- _EXTRACTED RECORDS_:
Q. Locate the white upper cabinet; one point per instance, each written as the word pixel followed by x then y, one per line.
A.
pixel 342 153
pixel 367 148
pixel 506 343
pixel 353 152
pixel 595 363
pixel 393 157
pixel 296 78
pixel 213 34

- _DIRECTIONS FOR THIS TASK_: Retype every line of the material above, matching it character for character.

- _EXPECTED ANSWER_:
Q. Locate the white upper cabinet; one point per instance, each written as the word pixel followed by x then y, one per line.
A.
pixel 342 153
pixel 367 148
pixel 506 343
pixel 353 152
pixel 595 363
pixel 393 157
pixel 296 78
pixel 213 34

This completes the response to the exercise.